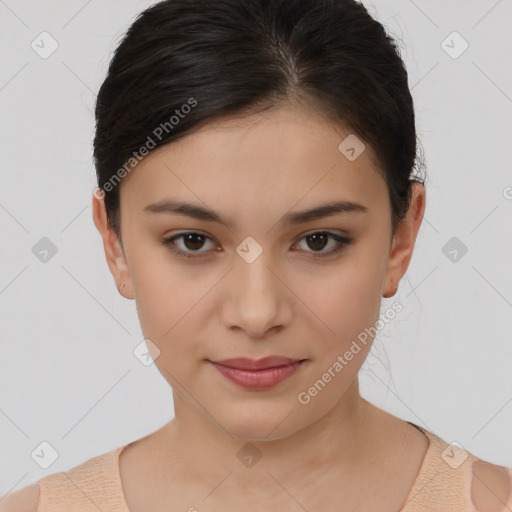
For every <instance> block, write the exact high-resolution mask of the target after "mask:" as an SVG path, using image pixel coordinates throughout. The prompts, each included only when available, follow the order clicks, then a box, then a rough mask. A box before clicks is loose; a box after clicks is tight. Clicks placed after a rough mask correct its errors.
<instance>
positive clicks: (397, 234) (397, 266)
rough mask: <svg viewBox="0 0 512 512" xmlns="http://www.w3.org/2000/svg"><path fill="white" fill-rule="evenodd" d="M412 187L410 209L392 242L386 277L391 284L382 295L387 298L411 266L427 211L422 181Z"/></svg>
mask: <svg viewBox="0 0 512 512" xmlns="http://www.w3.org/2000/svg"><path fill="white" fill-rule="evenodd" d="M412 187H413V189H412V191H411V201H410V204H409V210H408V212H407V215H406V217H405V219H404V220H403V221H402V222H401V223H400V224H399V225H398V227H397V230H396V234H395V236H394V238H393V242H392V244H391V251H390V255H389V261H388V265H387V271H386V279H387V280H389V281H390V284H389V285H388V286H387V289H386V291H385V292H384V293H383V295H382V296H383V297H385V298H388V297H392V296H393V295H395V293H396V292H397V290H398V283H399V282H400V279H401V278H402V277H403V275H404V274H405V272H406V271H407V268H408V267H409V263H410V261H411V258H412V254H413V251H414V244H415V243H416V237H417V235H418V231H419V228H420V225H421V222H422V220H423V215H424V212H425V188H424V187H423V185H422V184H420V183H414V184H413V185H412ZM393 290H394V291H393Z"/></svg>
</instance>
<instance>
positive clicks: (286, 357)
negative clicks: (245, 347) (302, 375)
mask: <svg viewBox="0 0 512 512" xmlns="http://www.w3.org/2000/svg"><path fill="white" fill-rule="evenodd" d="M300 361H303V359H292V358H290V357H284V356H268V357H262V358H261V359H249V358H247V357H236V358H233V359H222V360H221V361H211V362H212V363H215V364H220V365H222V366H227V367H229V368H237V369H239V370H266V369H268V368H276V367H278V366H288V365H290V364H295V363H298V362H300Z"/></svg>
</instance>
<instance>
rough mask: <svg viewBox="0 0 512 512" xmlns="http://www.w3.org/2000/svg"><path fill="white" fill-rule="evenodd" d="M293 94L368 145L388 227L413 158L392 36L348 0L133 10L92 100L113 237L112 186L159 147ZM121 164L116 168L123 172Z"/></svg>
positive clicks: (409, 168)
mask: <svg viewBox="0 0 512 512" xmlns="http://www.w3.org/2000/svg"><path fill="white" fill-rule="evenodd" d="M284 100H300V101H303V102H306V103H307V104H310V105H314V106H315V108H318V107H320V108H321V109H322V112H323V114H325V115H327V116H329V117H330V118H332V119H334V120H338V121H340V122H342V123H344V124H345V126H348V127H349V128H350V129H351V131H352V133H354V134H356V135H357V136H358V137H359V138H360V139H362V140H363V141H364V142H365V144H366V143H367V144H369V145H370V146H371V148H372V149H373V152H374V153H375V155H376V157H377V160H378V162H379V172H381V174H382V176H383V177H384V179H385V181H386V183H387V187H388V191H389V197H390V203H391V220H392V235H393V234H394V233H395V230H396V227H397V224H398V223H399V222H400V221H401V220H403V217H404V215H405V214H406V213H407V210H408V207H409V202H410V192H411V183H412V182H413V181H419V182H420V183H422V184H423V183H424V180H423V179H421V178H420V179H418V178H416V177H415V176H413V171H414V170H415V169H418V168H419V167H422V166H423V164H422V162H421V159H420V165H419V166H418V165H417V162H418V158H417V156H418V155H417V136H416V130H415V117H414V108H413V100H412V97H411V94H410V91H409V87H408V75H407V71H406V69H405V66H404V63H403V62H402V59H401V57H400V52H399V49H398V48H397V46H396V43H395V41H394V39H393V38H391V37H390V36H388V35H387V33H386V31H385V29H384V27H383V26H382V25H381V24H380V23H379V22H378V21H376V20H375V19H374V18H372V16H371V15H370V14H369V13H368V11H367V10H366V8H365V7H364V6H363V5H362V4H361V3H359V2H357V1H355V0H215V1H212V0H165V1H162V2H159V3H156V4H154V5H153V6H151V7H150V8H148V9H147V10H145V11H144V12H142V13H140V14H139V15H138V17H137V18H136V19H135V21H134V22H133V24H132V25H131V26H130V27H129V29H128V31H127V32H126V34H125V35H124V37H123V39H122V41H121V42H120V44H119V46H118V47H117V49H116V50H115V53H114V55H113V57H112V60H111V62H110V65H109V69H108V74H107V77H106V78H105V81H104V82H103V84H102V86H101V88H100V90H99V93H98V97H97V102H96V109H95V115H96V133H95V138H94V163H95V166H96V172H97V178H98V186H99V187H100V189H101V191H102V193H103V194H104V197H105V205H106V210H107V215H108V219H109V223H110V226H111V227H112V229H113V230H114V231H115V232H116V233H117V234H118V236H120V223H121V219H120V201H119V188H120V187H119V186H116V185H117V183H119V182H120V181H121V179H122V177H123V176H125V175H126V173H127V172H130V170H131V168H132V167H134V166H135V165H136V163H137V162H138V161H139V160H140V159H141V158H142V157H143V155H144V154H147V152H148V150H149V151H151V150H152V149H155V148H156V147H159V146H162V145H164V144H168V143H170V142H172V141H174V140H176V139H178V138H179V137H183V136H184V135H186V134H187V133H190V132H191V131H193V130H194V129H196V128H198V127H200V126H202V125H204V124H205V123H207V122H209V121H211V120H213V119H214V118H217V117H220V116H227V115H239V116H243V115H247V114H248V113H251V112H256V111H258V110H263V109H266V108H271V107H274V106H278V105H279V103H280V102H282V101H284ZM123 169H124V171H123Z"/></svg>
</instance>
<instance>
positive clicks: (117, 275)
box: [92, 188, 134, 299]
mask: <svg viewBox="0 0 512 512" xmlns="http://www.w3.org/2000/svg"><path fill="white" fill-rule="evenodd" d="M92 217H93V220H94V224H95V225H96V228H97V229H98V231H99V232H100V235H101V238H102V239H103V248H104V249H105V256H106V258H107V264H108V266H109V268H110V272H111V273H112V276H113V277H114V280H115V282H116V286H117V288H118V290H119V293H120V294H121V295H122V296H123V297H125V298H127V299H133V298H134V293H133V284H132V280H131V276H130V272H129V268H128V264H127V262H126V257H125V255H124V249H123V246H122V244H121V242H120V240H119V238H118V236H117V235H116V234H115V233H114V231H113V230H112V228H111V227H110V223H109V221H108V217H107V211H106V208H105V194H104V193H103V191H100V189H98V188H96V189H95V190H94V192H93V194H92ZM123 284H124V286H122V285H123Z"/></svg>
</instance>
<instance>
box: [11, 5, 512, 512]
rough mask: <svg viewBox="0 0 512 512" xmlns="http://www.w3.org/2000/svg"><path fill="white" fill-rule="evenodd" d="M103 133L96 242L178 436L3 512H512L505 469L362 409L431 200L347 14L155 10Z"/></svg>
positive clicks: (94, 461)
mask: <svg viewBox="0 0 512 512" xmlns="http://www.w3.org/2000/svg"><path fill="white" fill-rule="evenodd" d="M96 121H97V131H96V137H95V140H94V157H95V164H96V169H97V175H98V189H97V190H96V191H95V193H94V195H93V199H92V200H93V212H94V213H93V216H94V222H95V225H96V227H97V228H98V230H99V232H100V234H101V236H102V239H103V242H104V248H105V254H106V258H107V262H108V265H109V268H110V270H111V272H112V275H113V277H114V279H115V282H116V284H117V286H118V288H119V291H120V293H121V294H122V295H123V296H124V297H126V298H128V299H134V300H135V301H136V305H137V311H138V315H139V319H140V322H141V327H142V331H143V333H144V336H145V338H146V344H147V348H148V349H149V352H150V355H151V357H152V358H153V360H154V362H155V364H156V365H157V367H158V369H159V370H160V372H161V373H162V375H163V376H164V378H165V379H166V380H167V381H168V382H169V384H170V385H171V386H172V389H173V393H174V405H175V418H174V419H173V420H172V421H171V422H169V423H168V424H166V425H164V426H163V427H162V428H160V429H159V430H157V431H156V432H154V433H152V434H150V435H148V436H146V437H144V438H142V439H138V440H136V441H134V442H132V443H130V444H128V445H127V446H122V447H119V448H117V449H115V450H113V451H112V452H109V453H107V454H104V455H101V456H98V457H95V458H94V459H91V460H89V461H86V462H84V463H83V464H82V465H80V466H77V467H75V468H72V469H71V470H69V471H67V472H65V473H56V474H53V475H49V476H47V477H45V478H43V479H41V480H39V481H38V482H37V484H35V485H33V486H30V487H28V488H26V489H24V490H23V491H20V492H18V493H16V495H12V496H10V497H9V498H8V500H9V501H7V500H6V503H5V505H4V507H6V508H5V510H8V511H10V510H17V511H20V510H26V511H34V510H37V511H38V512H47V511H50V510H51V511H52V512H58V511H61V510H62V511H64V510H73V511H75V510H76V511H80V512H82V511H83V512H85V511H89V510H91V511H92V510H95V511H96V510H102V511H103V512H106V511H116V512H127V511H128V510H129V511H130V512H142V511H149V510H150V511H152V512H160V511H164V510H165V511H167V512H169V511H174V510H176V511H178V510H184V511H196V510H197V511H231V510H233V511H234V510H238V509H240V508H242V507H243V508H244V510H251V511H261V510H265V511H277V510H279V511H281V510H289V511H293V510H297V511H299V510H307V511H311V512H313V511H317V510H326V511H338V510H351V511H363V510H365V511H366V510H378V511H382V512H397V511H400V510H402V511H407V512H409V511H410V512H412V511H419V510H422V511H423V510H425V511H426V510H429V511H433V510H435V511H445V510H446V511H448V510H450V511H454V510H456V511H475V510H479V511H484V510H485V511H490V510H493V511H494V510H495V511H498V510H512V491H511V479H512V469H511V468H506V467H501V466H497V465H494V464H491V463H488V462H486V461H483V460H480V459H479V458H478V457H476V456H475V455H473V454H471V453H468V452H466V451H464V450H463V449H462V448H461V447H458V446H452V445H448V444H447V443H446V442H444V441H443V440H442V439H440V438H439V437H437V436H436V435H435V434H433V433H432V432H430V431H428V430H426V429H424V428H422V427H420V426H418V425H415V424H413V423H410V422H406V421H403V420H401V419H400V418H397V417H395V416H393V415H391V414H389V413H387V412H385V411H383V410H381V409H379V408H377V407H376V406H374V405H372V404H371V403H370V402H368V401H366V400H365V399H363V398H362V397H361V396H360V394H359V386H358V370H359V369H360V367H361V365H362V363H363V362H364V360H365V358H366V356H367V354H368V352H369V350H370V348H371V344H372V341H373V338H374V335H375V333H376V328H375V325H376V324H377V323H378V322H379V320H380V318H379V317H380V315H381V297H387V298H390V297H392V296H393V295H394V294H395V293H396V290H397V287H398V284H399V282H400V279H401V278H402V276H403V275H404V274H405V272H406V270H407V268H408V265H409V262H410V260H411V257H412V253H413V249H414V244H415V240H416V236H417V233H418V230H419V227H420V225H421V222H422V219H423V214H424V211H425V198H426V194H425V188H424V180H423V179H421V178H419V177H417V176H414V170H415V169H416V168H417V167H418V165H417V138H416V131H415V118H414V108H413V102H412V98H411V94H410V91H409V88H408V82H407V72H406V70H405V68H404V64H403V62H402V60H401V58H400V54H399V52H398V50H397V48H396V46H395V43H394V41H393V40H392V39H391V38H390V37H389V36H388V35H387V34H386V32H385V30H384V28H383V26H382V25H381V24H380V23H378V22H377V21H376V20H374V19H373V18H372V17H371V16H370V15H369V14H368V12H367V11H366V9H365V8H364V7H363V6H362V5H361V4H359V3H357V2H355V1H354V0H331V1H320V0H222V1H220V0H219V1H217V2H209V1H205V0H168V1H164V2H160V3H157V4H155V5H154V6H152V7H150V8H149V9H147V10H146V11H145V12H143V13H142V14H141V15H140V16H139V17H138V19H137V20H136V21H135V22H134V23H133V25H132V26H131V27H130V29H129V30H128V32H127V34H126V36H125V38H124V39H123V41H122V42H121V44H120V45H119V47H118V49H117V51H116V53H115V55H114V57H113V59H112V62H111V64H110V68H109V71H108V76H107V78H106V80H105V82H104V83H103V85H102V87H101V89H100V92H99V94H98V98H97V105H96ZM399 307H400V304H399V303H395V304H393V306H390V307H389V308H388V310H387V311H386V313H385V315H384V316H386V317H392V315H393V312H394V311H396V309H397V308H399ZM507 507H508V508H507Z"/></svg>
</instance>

HOW TO COMPLETE THIS TASK: Print exactly the lines from the first line of the records above through the line containing "positive clicks: (397, 234) (397, 266)", leaving out the pictures.

ANSWER TO THE EXERCISE:
For every <instance> block, write the exact high-resolution mask of the target after "mask:" as an SVG path, using image pixel coordinates throughout. The prompts, each included only when available, follow the order clicks, then a box, then a rough mask. A box before clicks is loose; a box after clicks is tight. Clicks placed after a rough mask correct its errors.
<instance>
positive clicks: (397, 234) (397, 266)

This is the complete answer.